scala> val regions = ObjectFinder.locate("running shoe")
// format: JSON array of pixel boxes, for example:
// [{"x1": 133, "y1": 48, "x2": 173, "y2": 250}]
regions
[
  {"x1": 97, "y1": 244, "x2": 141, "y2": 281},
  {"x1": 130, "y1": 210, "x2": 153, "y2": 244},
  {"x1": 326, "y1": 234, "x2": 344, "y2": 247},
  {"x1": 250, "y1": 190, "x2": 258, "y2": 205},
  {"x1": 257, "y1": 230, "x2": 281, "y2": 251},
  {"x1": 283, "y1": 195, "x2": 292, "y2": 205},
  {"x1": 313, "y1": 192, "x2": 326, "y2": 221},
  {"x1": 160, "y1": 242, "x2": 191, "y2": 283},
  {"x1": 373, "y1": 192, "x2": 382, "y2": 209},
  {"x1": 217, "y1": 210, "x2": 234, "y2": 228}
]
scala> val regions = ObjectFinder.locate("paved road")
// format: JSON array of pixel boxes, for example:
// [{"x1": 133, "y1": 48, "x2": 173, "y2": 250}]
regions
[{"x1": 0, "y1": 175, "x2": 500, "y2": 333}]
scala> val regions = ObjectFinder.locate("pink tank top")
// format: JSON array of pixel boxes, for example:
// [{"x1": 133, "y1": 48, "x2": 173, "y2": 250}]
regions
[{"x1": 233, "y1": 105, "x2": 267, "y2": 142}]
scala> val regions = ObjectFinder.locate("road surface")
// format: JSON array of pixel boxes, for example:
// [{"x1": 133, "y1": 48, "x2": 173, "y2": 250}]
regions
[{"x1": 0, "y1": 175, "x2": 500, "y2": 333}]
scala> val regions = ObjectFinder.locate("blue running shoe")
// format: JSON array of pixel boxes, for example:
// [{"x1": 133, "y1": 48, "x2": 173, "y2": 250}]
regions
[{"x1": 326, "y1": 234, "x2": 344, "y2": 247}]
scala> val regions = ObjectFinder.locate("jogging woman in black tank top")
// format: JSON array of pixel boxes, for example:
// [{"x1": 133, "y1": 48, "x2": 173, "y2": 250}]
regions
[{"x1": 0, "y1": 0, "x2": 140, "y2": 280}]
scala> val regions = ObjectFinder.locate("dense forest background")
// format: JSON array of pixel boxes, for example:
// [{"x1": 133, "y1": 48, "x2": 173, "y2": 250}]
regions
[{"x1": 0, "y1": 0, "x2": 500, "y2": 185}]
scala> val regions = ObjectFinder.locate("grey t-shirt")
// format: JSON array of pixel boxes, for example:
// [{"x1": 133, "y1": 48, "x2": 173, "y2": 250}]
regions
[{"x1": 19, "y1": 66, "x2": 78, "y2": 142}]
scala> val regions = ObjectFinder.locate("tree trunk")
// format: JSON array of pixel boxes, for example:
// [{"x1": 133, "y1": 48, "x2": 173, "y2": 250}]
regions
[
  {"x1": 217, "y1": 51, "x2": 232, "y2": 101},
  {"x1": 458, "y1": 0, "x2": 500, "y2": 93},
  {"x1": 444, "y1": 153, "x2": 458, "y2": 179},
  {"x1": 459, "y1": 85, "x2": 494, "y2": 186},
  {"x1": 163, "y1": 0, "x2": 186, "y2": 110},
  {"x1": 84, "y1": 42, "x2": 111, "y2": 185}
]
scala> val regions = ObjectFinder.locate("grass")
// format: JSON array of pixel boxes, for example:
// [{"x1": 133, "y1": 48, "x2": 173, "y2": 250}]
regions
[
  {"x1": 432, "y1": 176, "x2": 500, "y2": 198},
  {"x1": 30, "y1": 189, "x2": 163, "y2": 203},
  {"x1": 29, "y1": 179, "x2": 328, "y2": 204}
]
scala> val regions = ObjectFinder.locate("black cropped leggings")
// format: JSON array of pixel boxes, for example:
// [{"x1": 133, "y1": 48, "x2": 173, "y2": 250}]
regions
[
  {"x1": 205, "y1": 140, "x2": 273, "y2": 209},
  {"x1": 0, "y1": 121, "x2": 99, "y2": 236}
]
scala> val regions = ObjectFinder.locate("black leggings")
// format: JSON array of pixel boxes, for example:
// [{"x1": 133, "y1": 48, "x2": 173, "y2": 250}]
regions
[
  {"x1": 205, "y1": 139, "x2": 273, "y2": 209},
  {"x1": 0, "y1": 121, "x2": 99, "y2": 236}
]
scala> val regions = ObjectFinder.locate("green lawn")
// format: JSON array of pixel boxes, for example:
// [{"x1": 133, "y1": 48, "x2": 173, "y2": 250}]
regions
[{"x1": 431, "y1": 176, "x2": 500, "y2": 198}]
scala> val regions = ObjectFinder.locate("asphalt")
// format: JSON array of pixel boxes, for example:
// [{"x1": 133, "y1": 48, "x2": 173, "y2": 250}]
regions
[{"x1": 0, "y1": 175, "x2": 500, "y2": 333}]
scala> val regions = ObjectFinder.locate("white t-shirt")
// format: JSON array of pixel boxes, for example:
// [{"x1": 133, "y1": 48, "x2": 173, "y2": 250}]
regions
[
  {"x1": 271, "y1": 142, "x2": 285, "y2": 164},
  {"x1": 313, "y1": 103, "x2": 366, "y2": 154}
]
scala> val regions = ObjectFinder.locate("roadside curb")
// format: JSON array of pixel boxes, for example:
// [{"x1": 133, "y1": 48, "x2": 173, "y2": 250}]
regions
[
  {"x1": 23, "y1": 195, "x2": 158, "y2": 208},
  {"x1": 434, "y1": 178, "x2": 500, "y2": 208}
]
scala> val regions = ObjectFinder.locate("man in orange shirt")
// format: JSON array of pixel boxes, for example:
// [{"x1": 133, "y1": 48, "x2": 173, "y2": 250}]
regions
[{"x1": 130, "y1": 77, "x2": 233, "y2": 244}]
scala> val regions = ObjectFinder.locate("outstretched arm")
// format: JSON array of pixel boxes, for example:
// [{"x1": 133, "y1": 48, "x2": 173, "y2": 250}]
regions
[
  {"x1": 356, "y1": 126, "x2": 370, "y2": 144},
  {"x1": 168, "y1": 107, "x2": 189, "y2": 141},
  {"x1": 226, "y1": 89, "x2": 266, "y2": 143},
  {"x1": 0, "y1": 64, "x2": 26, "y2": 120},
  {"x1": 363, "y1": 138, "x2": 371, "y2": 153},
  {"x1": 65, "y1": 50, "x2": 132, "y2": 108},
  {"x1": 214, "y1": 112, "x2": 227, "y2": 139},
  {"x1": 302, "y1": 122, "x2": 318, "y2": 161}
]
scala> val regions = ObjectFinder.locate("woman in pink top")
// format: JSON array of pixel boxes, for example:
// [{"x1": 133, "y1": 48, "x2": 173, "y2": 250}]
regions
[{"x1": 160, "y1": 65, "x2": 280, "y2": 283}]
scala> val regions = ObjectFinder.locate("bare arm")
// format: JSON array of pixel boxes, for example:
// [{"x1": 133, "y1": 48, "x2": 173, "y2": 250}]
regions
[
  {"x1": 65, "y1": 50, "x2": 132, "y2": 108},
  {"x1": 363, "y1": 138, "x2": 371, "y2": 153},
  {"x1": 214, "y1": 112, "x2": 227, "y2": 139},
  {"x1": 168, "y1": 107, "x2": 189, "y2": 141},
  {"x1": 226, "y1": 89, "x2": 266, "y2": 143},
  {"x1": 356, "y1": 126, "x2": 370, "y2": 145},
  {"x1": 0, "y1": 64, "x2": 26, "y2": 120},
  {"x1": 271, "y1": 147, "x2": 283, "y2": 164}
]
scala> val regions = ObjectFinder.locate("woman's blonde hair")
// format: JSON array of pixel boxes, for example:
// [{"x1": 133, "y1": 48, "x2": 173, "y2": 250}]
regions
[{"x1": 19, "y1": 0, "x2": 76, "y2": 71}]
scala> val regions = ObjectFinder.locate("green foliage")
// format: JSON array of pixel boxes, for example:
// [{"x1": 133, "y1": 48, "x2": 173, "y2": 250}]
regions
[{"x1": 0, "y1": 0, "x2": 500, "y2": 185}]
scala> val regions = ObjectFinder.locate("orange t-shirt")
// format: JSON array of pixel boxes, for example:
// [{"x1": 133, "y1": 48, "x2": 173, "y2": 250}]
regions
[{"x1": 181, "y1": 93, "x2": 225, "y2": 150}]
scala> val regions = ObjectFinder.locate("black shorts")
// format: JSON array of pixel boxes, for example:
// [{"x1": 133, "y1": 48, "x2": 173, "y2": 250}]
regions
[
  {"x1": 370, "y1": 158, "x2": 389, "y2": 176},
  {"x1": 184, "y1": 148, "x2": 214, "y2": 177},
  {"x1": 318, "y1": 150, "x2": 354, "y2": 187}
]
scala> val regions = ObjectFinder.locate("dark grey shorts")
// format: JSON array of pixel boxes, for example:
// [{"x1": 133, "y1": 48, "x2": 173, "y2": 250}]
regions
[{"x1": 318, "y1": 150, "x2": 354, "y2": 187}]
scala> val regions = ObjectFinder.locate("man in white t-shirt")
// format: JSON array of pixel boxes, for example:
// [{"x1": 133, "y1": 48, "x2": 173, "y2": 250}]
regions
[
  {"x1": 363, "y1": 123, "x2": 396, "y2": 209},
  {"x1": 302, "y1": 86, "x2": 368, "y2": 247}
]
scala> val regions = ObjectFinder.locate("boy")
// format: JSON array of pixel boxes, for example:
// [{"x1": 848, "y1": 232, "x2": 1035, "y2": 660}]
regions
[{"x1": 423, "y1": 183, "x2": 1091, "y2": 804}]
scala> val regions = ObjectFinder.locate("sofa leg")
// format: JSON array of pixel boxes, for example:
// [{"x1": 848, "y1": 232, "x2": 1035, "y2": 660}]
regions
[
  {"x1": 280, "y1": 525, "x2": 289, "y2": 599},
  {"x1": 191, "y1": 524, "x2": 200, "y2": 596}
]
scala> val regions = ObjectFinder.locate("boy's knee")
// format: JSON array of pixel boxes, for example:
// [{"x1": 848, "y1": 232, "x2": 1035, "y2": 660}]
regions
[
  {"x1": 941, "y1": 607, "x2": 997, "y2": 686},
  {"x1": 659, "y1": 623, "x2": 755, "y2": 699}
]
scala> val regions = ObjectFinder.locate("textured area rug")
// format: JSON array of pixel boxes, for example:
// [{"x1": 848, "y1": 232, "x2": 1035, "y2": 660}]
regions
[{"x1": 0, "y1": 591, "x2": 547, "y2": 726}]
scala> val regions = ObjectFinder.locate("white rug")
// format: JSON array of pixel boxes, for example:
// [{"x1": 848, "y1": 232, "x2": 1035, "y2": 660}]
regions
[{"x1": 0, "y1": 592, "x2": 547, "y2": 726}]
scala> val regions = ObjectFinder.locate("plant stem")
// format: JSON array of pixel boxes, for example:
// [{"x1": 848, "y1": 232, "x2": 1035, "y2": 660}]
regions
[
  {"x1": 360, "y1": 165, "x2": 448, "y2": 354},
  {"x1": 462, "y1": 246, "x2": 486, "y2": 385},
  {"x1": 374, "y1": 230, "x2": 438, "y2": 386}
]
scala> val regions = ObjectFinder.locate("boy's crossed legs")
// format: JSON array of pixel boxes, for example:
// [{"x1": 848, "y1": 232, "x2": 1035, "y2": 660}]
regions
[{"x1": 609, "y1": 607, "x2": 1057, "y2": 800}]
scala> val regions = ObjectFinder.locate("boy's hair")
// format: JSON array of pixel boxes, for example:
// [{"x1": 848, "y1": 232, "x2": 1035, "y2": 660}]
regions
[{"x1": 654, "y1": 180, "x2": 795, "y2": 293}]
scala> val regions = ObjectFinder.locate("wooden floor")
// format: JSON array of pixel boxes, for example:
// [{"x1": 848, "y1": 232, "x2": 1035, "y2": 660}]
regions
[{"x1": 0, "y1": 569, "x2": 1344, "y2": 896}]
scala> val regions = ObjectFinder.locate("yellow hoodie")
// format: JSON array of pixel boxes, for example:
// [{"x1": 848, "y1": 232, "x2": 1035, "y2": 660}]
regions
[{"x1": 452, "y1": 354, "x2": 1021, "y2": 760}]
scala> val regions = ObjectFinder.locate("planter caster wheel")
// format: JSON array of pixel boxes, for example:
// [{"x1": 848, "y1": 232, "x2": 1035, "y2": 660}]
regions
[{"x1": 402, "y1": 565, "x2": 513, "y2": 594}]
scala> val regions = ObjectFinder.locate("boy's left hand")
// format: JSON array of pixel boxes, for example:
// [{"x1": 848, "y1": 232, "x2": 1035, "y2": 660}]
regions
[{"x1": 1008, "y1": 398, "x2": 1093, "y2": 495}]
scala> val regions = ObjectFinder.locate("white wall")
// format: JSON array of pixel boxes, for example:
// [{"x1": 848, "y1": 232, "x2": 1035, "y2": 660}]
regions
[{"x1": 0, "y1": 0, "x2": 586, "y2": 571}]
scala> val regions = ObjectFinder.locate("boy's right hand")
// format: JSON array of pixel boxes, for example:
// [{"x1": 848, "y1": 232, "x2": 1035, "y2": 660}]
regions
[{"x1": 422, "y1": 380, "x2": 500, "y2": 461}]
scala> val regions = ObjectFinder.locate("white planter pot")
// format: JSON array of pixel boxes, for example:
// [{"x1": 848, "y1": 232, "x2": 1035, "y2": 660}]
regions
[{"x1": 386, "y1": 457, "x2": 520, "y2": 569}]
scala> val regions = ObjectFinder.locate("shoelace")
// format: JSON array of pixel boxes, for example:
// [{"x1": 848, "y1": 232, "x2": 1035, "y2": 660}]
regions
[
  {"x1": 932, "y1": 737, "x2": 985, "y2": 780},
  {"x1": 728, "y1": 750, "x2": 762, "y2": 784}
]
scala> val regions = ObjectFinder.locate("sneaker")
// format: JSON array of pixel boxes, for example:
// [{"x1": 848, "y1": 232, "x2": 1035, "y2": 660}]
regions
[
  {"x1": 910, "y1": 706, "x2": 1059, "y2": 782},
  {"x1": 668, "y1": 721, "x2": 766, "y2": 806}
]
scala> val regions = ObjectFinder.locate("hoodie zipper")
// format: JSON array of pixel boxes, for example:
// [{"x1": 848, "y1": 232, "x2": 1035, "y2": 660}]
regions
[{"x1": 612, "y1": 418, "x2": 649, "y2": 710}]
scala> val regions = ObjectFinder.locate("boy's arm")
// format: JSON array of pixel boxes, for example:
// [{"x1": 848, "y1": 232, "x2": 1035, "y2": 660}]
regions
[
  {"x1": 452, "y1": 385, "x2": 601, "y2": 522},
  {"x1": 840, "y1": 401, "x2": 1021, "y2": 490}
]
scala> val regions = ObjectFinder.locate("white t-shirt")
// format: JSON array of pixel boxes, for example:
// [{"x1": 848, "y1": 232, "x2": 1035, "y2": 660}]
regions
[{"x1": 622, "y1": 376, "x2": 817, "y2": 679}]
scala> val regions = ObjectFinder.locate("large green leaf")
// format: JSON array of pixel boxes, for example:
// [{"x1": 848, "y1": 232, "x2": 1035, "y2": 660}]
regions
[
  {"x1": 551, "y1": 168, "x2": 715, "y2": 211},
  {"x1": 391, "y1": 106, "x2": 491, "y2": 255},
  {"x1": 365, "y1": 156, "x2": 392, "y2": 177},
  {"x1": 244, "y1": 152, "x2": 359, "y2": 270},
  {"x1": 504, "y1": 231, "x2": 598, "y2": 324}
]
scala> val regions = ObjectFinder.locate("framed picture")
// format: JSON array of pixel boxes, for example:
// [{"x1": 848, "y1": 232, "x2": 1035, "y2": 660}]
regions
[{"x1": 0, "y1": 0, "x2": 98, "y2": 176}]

- _WHAT IS REQUIRED_: Identify every line in the listing that contains the word "leggings", and copy each one.

- _FINISHED ANSWER_:
scala> val regions = ObjectFinder.locate("black cropped leggings")
scala> val regions = ObjectFinder.locate("black leggings")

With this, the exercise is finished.